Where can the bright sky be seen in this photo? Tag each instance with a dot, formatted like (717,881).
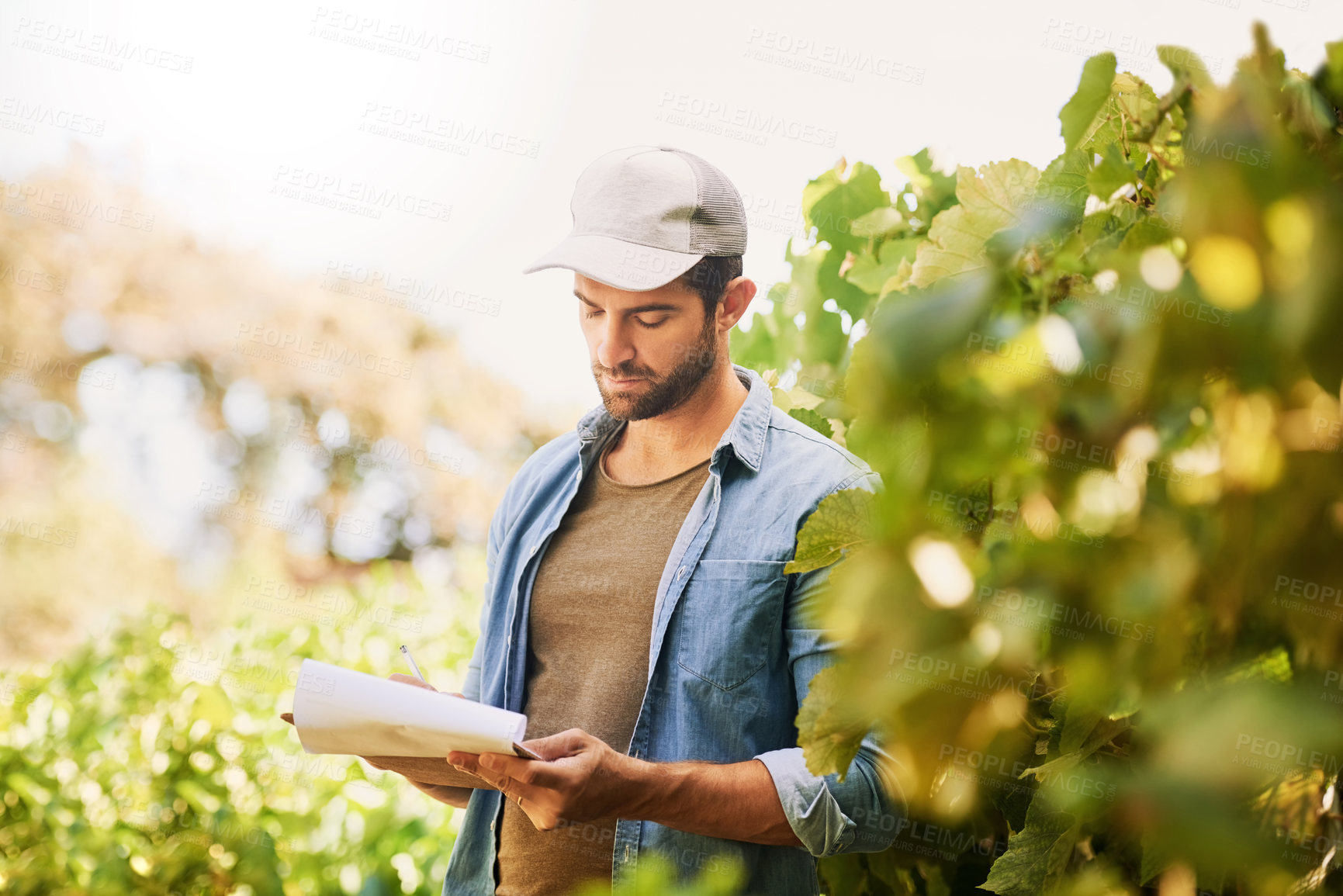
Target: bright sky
(211,108)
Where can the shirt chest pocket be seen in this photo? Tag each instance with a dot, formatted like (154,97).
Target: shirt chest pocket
(729,617)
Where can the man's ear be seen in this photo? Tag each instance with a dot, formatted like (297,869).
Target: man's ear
(736,299)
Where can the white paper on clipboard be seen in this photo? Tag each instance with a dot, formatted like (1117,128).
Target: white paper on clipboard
(341,711)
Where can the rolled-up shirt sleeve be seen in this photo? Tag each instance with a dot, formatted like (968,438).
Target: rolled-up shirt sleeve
(472,687)
(865,811)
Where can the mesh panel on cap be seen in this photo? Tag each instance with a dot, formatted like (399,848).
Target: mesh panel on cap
(718,226)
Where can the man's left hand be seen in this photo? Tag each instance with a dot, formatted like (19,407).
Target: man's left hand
(578,780)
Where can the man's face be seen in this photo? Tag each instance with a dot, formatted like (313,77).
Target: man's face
(650,350)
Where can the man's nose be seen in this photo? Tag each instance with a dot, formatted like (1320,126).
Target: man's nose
(614,347)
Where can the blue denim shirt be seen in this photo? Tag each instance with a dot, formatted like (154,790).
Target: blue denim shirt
(731,653)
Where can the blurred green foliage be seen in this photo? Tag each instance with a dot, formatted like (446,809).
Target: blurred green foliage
(154,760)
(1096,611)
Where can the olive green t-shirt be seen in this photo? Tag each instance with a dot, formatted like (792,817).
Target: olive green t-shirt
(587,660)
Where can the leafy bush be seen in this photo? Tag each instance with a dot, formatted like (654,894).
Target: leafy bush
(1098,609)
(154,760)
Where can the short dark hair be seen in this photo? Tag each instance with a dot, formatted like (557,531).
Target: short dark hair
(709,278)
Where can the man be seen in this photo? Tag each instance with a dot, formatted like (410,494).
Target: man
(637,607)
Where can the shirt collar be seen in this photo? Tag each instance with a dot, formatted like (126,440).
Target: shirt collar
(746,434)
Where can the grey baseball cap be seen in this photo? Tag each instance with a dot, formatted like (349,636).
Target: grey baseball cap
(645,215)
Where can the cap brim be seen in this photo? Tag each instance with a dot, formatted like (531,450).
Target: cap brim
(615,262)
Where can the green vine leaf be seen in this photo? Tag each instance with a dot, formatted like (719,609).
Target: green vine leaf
(1092,93)
(839,523)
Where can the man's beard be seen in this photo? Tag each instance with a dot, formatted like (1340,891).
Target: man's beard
(663,394)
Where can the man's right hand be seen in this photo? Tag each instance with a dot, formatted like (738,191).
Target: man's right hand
(430,774)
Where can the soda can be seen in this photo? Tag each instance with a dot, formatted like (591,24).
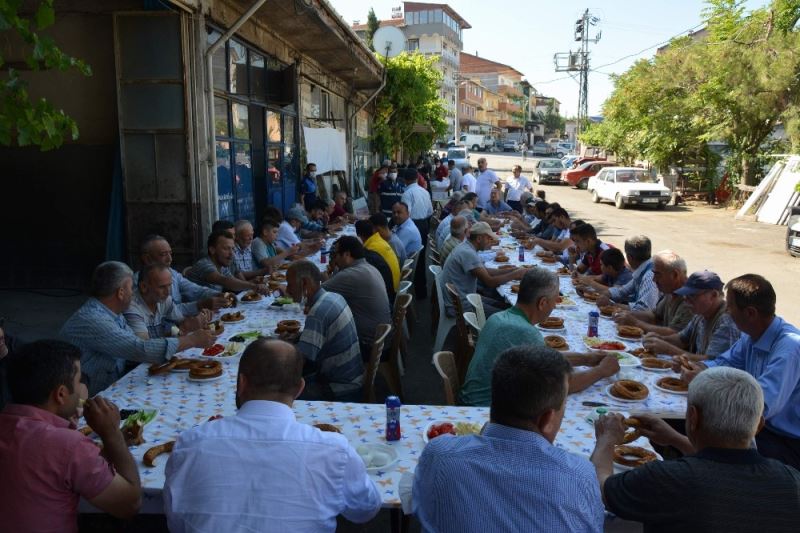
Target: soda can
(594,321)
(393,418)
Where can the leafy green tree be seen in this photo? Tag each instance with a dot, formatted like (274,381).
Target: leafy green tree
(372,26)
(23,121)
(409,111)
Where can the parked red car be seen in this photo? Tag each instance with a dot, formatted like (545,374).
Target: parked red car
(579,177)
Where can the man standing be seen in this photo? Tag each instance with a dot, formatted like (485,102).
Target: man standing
(512,461)
(721,484)
(362,287)
(420,210)
(278,474)
(99,329)
(768,350)
(484,182)
(329,341)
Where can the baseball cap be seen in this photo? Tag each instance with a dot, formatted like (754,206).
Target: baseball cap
(699,282)
(296,213)
(482,228)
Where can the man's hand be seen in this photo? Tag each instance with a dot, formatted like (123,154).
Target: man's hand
(102,416)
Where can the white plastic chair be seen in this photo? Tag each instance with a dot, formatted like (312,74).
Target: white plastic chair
(472,321)
(445,322)
(475,301)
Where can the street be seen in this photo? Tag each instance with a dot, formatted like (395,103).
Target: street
(707,237)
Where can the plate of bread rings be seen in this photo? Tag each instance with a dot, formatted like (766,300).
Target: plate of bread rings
(205,371)
(629,333)
(556,342)
(627,390)
(628,457)
(672,386)
(654,364)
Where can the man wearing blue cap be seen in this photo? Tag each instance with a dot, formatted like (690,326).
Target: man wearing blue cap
(710,332)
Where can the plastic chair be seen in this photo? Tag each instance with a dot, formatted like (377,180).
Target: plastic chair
(445,323)
(475,300)
(445,364)
(381,332)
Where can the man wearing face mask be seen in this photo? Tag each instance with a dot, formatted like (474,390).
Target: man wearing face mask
(308,187)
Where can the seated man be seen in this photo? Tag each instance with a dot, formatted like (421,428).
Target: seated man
(405,229)
(279,474)
(672,313)
(496,205)
(99,329)
(188,296)
(381,225)
(721,484)
(47,465)
(538,295)
(711,331)
(530,484)
(464,268)
(362,287)
(152,314)
(641,293)
(266,254)
(769,350)
(329,342)
(218,270)
(374,244)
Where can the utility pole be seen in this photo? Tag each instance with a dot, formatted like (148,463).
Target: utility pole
(577,63)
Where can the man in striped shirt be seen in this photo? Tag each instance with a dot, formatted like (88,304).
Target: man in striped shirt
(329,342)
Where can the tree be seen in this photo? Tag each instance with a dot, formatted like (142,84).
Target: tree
(22,121)
(409,111)
(372,26)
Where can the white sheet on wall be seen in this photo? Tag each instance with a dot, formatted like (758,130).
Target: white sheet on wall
(327,148)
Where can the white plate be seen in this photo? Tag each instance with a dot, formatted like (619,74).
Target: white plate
(381,448)
(608,393)
(196,380)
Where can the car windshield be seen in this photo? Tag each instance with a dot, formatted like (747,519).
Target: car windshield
(634,176)
(554,163)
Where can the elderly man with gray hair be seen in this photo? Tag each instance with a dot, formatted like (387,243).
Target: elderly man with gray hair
(722,483)
(516,326)
(106,341)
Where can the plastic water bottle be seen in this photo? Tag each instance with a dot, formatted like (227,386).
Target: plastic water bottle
(393,418)
(594,321)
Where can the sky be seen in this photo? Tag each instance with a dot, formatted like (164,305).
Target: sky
(525,34)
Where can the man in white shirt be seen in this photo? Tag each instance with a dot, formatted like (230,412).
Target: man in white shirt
(515,186)
(468,181)
(485,182)
(261,470)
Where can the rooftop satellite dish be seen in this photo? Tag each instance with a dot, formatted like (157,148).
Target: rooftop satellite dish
(389,41)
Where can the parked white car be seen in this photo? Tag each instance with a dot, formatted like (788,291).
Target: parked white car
(628,186)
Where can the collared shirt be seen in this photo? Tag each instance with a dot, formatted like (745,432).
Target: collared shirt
(641,292)
(381,247)
(362,287)
(47,467)
(409,235)
(418,201)
(204,266)
(261,470)
(330,340)
(484,184)
(503,330)
(774,360)
(155,324)
(106,342)
(710,338)
(506,479)
(287,237)
(716,489)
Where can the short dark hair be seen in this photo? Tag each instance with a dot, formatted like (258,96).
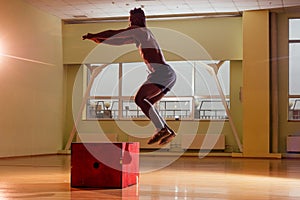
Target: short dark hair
(137,17)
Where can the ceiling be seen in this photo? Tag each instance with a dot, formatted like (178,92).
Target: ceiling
(101,9)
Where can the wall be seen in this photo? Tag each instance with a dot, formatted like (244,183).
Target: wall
(31,81)
(221,37)
(285,127)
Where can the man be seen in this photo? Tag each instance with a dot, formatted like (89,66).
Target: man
(162,77)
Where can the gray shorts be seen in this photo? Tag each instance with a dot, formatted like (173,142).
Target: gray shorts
(163,76)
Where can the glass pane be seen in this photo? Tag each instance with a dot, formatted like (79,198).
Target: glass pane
(183,85)
(131,110)
(294,68)
(134,75)
(102,108)
(176,108)
(294,108)
(294,29)
(106,83)
(210,109)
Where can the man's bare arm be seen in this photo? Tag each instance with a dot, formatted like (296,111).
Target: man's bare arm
(112,37)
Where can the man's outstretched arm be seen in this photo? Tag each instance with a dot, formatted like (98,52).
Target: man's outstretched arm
(112,37)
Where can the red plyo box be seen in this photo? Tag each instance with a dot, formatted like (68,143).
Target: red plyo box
(104,165)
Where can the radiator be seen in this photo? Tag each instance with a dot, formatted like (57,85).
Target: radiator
(203,141)
(293,143)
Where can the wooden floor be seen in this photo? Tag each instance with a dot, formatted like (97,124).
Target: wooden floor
(48,177)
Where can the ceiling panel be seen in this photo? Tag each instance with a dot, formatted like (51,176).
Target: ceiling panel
(72,9)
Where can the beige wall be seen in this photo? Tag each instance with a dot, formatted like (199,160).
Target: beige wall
(221,38)
(31,77)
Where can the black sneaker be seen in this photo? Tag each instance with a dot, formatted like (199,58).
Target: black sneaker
(164,132)
(168,138)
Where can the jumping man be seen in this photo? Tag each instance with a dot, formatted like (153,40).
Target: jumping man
(162,77)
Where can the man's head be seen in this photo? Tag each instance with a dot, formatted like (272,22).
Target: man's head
(137,17)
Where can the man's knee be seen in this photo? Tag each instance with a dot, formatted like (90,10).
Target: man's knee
(138,101)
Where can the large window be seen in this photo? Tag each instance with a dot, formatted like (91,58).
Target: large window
(294,69)
(194,96)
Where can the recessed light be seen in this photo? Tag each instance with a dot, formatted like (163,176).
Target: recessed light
(79,16)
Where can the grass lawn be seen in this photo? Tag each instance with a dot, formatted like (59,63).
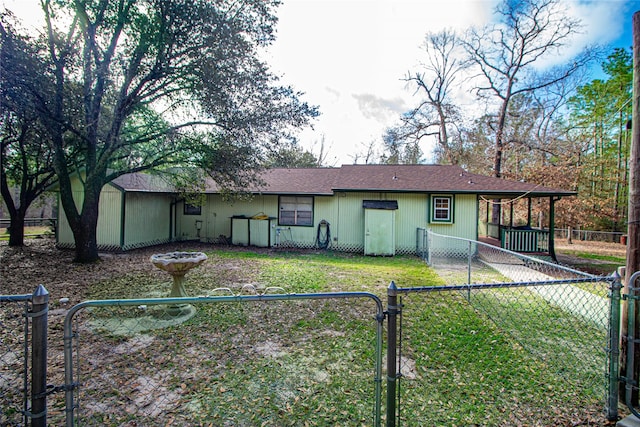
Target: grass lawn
(311,362)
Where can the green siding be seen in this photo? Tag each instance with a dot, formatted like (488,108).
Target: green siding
(147,220)
(109,218)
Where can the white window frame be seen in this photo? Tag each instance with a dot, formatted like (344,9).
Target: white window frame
(295,211)
(438,207)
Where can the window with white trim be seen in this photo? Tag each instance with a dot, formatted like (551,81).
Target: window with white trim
(442,209)
(295,210)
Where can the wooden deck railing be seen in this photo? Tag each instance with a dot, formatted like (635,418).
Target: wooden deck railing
(525,240)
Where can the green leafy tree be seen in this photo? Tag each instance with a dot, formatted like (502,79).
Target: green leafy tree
(114,67)
(26,161)
(600,111)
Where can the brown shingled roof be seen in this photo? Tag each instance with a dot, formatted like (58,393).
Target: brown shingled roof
(388,178)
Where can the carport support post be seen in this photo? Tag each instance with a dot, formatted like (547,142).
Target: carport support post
(633,227)
(40,309)
(392,343)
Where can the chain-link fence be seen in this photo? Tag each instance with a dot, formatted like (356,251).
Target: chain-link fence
(244,360)
(505,340)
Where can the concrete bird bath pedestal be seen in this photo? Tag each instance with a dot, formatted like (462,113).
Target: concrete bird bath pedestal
(177,264)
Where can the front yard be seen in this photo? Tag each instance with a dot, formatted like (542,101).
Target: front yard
(303,362)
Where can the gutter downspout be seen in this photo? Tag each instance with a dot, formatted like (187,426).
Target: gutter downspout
(552,227)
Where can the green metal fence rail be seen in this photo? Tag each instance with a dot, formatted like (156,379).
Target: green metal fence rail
(143,366)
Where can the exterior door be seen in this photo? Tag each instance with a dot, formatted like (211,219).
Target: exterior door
(379,233)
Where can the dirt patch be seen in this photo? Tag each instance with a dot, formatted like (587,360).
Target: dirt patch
(40,262)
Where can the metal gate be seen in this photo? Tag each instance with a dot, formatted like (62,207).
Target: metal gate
(500,353)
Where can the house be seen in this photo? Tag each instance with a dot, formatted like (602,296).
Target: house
(370,209)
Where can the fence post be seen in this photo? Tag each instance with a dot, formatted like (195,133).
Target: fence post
(39,315)
(392,343)
(614,351)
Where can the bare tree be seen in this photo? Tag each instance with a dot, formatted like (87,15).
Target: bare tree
(510,54)
(441,69)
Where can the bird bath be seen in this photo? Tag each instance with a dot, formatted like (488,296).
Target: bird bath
(177,264)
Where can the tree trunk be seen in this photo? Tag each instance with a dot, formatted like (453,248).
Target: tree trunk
(85,232)
(85,240)
(633,227)
(16,228)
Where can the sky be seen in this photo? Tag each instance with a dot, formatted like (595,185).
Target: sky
(349,57)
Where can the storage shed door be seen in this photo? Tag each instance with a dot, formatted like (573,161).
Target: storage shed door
(379,233)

_ _ _ _ _ _ _

Repeat only the lines from the one holding "Where can the bird" through the last line of the data.

● **COMPLETE OUTPUT**:
Where can the bird bath be seen in this photo? Tag each instance with a dot, formatted like (488,296).
Target: bird bath
(177,264)
Where can the tree trunk be seen in this photo? Tag each instance with a dot, formatted like (453,248).
Target: tree trunk
(85,232)
(85,240)
(633,227)
(16,228)
Where can the sky be seen in this photo? Tag each instance with a dot, formatted like (595,185).
Target: sky
(349,57)
Where can the storage shed door be seen in this photo? Tag each instance with a dot, formatted like (573,161).
Target: storage shed door
(379,233)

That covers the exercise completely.